▸ **Assignment**:
The full set of records must be set down verbatim.

** Information provided follows **

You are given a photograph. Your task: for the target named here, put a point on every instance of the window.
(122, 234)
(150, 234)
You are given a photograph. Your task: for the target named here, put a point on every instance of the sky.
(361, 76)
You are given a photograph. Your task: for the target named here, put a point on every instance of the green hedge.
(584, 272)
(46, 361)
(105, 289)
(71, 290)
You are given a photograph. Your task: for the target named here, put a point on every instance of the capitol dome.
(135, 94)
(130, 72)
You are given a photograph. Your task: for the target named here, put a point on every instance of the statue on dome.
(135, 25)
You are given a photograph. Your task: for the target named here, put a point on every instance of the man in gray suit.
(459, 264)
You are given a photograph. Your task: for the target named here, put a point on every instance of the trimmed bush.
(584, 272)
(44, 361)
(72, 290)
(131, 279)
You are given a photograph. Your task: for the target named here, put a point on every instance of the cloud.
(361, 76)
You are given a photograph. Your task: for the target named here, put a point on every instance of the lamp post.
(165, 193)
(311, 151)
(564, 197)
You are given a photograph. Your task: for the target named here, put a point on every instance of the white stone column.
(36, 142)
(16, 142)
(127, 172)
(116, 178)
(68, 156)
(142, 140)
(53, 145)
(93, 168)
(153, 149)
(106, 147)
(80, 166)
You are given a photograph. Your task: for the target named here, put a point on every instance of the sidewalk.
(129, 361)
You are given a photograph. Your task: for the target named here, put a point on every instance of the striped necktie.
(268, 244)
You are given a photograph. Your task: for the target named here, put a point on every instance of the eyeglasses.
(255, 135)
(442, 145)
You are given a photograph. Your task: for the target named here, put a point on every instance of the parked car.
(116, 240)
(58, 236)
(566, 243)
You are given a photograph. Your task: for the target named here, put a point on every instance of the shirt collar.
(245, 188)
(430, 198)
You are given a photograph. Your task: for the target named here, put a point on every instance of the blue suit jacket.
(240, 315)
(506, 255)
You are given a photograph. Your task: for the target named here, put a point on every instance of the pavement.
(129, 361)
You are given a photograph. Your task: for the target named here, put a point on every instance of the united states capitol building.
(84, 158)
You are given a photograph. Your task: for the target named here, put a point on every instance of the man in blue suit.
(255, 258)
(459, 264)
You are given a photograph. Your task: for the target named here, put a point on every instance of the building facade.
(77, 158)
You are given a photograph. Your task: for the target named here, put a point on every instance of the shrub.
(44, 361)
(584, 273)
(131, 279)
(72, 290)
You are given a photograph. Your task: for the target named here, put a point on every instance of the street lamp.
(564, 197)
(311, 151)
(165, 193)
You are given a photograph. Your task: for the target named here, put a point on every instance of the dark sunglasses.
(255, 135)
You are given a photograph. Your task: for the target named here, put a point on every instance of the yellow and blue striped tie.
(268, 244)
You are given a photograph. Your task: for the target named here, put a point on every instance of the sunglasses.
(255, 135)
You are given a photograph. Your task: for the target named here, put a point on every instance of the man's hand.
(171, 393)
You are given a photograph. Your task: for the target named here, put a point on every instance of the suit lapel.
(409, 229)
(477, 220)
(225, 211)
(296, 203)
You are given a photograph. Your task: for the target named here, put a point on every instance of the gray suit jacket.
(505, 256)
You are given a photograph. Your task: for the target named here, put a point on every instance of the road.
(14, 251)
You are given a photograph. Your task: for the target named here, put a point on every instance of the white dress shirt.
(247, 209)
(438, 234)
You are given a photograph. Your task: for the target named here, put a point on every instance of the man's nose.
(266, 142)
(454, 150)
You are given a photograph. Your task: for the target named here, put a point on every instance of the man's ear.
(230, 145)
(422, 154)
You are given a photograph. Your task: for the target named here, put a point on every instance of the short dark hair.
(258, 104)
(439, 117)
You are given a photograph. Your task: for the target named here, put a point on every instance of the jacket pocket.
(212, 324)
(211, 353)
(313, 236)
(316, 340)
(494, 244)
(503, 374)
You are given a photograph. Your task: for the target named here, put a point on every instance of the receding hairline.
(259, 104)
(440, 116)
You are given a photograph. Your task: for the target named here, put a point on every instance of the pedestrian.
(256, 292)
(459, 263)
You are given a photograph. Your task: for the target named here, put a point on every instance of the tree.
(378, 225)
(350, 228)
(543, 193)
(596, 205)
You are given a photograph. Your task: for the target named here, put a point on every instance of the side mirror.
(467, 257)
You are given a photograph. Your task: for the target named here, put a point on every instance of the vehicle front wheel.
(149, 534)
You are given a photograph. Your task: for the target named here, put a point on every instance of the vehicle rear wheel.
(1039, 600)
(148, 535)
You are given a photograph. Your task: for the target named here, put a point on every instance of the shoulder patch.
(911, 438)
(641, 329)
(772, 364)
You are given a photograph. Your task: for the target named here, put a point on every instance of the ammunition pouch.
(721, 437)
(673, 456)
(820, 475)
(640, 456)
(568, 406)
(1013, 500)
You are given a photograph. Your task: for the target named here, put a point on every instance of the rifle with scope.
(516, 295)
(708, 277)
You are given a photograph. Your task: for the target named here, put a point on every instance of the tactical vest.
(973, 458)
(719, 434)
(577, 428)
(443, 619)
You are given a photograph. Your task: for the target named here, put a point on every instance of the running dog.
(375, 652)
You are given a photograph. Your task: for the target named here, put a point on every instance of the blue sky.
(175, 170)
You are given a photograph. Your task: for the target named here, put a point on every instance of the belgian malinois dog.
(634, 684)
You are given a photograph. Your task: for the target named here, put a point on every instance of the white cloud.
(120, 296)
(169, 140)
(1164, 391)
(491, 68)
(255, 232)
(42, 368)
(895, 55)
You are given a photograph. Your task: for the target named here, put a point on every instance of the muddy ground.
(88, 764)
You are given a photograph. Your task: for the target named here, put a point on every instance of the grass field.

** End of Information provided **

▸ **Finished task**:
You are given a photograph. Your task: for the target named here, put a point on every instance of the window.
(122, 234)
(150, 234)
You are given a photograph. Your task: for the target named here, put a point on every instance of the sky.
(361, 76)
You are given a photograph. Your task: for the target named here, put a point on every instance of the green hedge.
(584, 272)
(46, 361)
(105, 289)
(71, 290)
You are given a photograph. Your task: for the target named here, put a point on every instance of the capitol dome.
(135, 94)
(130, 72)
You are given a photograph. Your task: for the target named here, put a point on every instance of the statue on dome.
(135, 25)
You are given a photograph. Your task: for the target named here, put a point on every instance of the man in gray suit.
(459, 264)
You are given a photograph. Your task: for the target named here, put a point on every instance of the trimmed bush.
(584, 272)
(44, 361)
(72, 290)
(131, 279)
You are given a photograph. Your task: for the target named here, put a point on every instance of the cloud.
(361, 76)
You are given a photograph. Your task: for the target named here, put a point on every instance of the lamp post.
(165, 193)
(311, 151)
(564, 197)
You are given a photograph. Your task: for the target named here, put a point on every instance of the white stone column.
(36, 142)
(16, 142)
(127, 172)
(116, 178)
(68, 156)
(142, 140)
(53, 145)
(93, 168)
(153, 149)
(106, 147)
(80, 166)
You are given a photograph. Your task: for the target named here, put a point on every instance of the sidewalk.
(129, 361)
You are given a photograph. Your task: for the target named here, put a point on every instance of the striped necktie.
(268, 244)
You are given a photograph. Your task: for the target named here, put a point on every instance of the eyeglasses.
(255, 135)
(442, 145)
You are given a photograph. Your task: for the target named here, put a point on every instance of the parked car.
(116, 240)
(58, 236)
(566, 243)
You are given a photograph. Your task: for the target named here, put a point on every instance of the shirt collar.
(245, 188)
(430, 198)
You are given a photograph. Your task: for the target named here, put a point on every instance of the blue suit jacket.
(240, 315)
(506, 255)
You are given a photograph. Your task: for the target named here, put a point on every instance of the pavement.
(129, 361)
You are given a photograph. Your task: for the target named here, put a point on every instance of the united states capitol building.
(84, 158)
You are given a photograph. Your task: for the target named here, put a point on every instance of the man in blue suit.
(255, 258)
(459, 264)
You are given a photograph. Your task: for the target named here, put a point on every instance of the building facade.
(77, 158)
You are given a photograph. Your task: for the target named here, put a point on every instance of the shrub.
(44, 361)
(584, 273)
(131, 279)
(72, 290)
You are given a photograph. Your task: for the target named here, put a point on every instance of the street lamp.
(564, 197)
(311, 151)
(165, 193)
You are given a photograph. Your task: for the target named here, put a point on every instance of the dark sunglasses.
(255, 135)
You are given a photograph. Your task: for the target named here, put a point on every instance of the yellow and blue striped tie.
(268, 244)
You are given a photograph. Your task: for the target named here, put a point on every instance of the sunglasses.
(255, 135)
You are given a photograph. Your task: for the target named here, put a point on every instance of the man's hand.
(171, 393)
You are given a photograph. Your task: for the target named here, put a point on every instance of the suit lapel.
(409, 229)
(477, 220)
(225, 211)
(296, 203)
You are given a photograph. Your task: for the target named here, put a point on every instance of the gray suit jacket.
(505, 256)
You are given a photograph. Your task: for the target named here, put a point on every instance of the road.
(14, 251)
You are given a photograph. Your task: for the target named here, put a point on every instance of the white dress shirt.
(247, 209)
(438, 234)
You are given a photograph. Your task: for the target named here, put a point on every instance of the man's nose.
(266, 142)
(454, 150)
You are given a photograph. Your task: for the target named here, put a point on every instance of the man's ear.
(230, 145)
(422, 154)
You are given a photograph. Your task: for the target named here, put a point on every instance of the short dark hair.
(258, 104)
(439, 117)
You are given a photograph. Your task: for the target named here, put a point on every instance of the jacket pocket.
(212, 324)
(211, 353)
(313, 236)
(316, 340)
(494, 244)
(503, 374)
You are given a photograph. Your task: for the target named here, put a point on every instance of the receding hairline.
(259, 104)
(440, 116)
You are given a photograph. Your task: for the target named here, put a point on every instance of the pedestrian.
(256, 292)
(459, 263)
You are given a photograph. Your task: for the target named here, put a point on every instance of the tree.
(378, 225)
(350, 228)
(543, 193)
(596, 205)
You are given a photograph. Your task: for the target named here, put a point on every instance of the side mirror.
(467, 257)
You are given a photograph. Your task: for the target named here, put a point on every instance of the vehicle front wheel.
(149, 534)
You are given a photograph. Your task: for the target named here, put a point on every instance of the vehicle rear wheel.
(1039, 600)
(148, 535)
You are given a photograph. Your task: for the target named here, put a point on every instance of the shoulder patch.
(911, 438)
(641, 329)
(772, 364)
You are given a photograph. Your task: for the target named here, put a point on every instance of the ammunition pouch.
(721, 437)
(673, 456)
(820, 475)
(640, 456)
(568, 406)
(1013, 500)
You are given a photograph. Your task: for the target named here, put a point on every instance of the rifle with scope.
(516, 295)
(708, 277)
You are given a photograph. Your task: for the target named here, put a point on every instance of the tactical vest.
(973, 458)
(719, 434)
(577, 428)
(443, 619)
You are given a photograph. Your task: for the target named here, put a point on every instance of the running dog.
(375, 652)
You are given a photograph. Your task: for the target named here, put a point on every instance of the blue sky.
(175, 170)
You are given a photograph. Your task: for the target named here, put a point on every instance of the belgian malinois dog.
(634, 684)
You are given a photograph. Your task: for the target named here, put a point on every instance of the white cloud.
(120, 296)
(169, 140)
(1164, 391)
(491, 68)
(255, 232)
(42, 368)
(895, 55)
You are given a photograph. Your task: for the target named here, put a point on every instance of the muddy ground.
(88, 764)
You are given a photograph. Your task: for the target named here, put a point on every instance of the grass field.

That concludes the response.